Everything in the data should be repeated exactly, save for the images.

- MATERIAL:
....

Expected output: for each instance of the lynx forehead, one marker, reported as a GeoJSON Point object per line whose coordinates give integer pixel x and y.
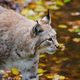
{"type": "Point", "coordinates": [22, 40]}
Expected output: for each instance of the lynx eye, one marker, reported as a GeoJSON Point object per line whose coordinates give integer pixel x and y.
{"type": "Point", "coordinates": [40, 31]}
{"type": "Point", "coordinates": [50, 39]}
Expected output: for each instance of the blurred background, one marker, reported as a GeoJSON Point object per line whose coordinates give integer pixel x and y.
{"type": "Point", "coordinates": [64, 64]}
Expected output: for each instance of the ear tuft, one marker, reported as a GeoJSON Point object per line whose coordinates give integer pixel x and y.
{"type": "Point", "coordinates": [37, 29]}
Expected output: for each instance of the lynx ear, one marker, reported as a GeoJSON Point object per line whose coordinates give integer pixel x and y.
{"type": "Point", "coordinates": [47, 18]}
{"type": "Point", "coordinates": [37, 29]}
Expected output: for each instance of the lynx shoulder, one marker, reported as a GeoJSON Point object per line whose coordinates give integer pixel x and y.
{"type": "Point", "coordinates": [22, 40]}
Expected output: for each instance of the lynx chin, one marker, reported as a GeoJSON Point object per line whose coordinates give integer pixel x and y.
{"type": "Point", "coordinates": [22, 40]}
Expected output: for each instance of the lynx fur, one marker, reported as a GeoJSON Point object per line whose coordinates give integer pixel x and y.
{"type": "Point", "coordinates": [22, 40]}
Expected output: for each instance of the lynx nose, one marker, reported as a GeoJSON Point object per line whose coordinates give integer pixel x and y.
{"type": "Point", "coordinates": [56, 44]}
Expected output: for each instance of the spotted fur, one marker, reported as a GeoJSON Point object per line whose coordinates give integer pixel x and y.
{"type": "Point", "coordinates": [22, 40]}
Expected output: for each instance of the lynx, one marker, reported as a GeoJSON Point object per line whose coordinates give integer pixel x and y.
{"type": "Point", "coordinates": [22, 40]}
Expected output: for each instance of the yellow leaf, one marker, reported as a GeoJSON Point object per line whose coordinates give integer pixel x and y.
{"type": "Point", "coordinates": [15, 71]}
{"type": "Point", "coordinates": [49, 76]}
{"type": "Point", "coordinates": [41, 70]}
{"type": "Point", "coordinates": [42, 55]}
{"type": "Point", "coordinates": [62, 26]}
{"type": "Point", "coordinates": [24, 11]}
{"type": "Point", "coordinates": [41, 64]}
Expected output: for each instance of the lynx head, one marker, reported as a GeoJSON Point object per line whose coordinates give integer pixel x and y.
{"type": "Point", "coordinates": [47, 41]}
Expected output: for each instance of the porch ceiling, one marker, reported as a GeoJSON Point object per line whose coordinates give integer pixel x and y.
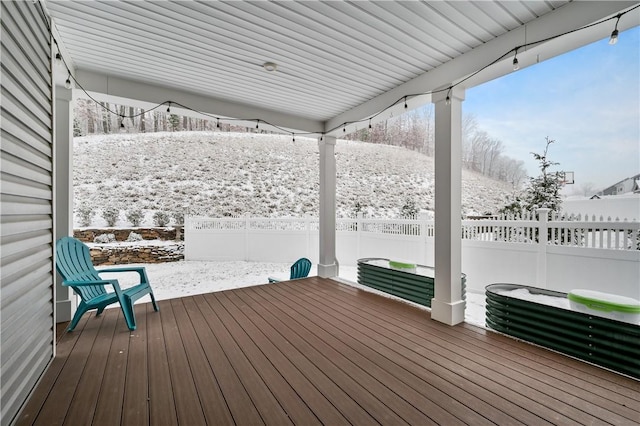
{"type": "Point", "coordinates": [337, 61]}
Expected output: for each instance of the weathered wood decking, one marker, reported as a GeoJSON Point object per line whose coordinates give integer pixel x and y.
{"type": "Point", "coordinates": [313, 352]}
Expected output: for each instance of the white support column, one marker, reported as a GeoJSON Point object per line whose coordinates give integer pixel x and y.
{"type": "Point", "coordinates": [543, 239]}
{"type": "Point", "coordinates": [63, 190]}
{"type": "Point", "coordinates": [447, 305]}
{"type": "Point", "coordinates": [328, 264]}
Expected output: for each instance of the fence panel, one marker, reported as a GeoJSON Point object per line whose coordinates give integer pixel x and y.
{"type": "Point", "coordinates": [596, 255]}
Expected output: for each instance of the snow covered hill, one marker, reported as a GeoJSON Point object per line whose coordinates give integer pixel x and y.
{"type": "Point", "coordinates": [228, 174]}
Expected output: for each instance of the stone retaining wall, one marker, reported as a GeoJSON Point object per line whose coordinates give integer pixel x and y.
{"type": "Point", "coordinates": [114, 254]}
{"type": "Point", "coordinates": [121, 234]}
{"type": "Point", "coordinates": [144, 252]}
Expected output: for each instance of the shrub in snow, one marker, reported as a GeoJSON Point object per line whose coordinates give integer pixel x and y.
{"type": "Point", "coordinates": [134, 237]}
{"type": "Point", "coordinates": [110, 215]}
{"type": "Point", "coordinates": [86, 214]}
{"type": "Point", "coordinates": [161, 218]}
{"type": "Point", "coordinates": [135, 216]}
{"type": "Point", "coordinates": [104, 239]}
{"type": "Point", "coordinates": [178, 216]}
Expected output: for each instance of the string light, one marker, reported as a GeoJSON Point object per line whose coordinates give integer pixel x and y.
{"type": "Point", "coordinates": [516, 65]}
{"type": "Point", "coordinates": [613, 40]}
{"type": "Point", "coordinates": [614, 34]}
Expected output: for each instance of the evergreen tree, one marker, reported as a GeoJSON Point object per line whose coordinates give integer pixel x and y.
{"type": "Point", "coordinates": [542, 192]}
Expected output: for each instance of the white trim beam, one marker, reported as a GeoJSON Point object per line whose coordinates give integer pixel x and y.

....

- ANSWER TO THIS TASK:
Expected output: for each instance of the lynx forehead, one marker, reported as a GeoJSON Point object per line whose coordinates give integer pixel x and y.
{"type": "Point", "coordinates": [22, 40]}
Expected output: for each instance of the lynx eye, one marker, reported as a GeoJSON Point object per line whose coordinates give integer pixel x and y.
{"type": "Point", "coordinates": [40, 31]}
{"type": "Point", "coordinates": [50, 39]}
Expected output: for each instance of the blurred background, one marker, reported as a GeoJSON Point object per line whose coordinates give integer pixel x and y.
{"type": "Point", "coordinates": [64, 64]}
Expected output: for each instance of the ear tuft, one marker, reported as a GeoJSON Point object per line whose coordinates give integer pixel x and y.
{"type": "Point", "coordinates": [37, 29]}
Expected output: for each instance of the lynx ear, one marker, reported as a GeoJSON Point object per line whose coordinates give integer pixel x and y.
{"type": "Point", "coordinates": [47, 18]}
{"type": "Point", "coordinates": [37, 29]}
Expected output: for each instance of the lynx shoulder, one marker, reported as a GeoJSON Point object per line whose coordinates give integer pixel x and y.
{"type": "Point", "coordinates": [22, 40]}
Expected output: for each instance of the lynx chin, one marker, reported as a GeoJSON Point object per line whose coordinates give integer pixel x and y.
{"type": "Point", "coordinates": [22, 40]}
Expected output: for each instance of the lynx fur, one marker, reported as a GeoJSON Point object per line whose coordinates give integer pixel x and y.
{"type": "Point", "coordinates": [22, 40]}
Expected output: for each instance of the lynx nose, one marker, reported as a GeoJSON Point object per line whose coordinates give integer pixel x and y.
{"type": "Point", "coordinates": [56, 44]}
Expected output: for each instance of the spotted fur, one marker, reported as a GeoJSON Point object per line whose coordinates give integer pixel x and y.
{"type": "Point", "coordinates": [22, 40]}
Expected output: for each instance of the lynx, one marker, reported as a GeoJSON Point object per line whose coordinates give integer pixel x and y.
{"type": "Point", "coordinates": [22, 40]}
Expected output: for each instance of the yellow leaf, one marker, reported as a GeoJSON Point object per line whose coordinates give integer pixel x and y.
{"type": "Point", "coordinates": [15, 71]}
{"type": "Point", "coordinates": [49, 76]}
{"type": "Point", "coordinates": [41, 70]}
{"type": "Point", "coordinates": [42, 55]}
{"type": "Point", "coordinates": [62, 26]}
{"type": "Point", "coordinates": [24, 11]}
{"type": "Point", "coordinates": [41, 64]}
Expected output: for each instance of the lynx head, one marker, reported as a GeoJSON Point object per line whose coordinates give integer pixel x and y.
{"type": "Point", "coordinates": [47, 41]}
Expected output: for each instance of the porch ceiling, one marker, reported as a GeoJSON Point object per line whose coordinates give integer pixel x and y.
{"type": "Point", "coordinates": [337, 61]}
Expected output: for each instance of the weathered wood decking, one marker, reported as a GeoJSON Point object per line whose coordinates give integer pixel x and y.
{"type": "Point", "coordinates": [313, 352]}
Expected output: for each instance of the white support column, one marker, reported as a GeoJSON Point object per line whose coordinates give integer pixel x and y.
{"type": "Point", "coordinates": [543, 239]}
{"type": "Point", "coordinates": [63, 190]}
{"type": "Point", "coordinates": [447, 305]}
{"type": "Point", "coordinates": [328, 264]}
Expected output: for each instance of the fence panel, one marker, reported as a GeoJSON Point object per line whose coordinates give integer pixel x and y.
{"type": "Point", "coordinates": [596, 255]}
Expected output: for each instance of the snow covered hill, one marker, reported as a GeoJSON Point object per line whose coordinates give integer pixel x and y.
{"type": "Point", "coordinates": [228, 174]}
Expected output: for each instance of the stone retaining wall, one marker, reported as a GeoJSON Point object per line whose coordinates give integer pixel x and y.
{"type": "Point", "coordinates": [114, 254]}
{"type": "Point", "coordinates": [121, 234]}
{"type": "Point", "coordinates": [144, 252]}
Expected output: for each instance of the shrub in snow, one marker, reported as a GeoJSON Point object per line whose coordinates give integer pixel x and y.
{"type": "Point", "coordinates": [134, 237]}
{"type": "Point", "coordinates": [110, 215]}
{"type": "Point", "coordinates": [86, 214]}
{"type": "Point", "coordinates": [161, 218]}
{"type": "Point", "coordinates": [135, 216]}
{"type": "Point", "coordinates": [104, 239]}
{"type": "Point", "coordinates": [178, 216]}
Expected output: for each instance of the string light, one marker, reported as a GeoJSON Point object per line whose coordinates give integer pixel x and y.
{"type": "Point", "coordinates": [516, 65]}
{"type": "Point", "coordinates": [613, 40]}
{"type": "Point", "coordinates": [614, 34]}
Expected output: for each instance of the evergreen tree, one marker, reported as a GeoJSON Point object per line whose coordinates give integer pixel x and y.
{"type": "Point", "coordinates": [542, 192]}
Expected output: for each instance of the white trim beam, one marker, reported as a GeoJSON Point object per line whose coordinates give integer pixel x and y.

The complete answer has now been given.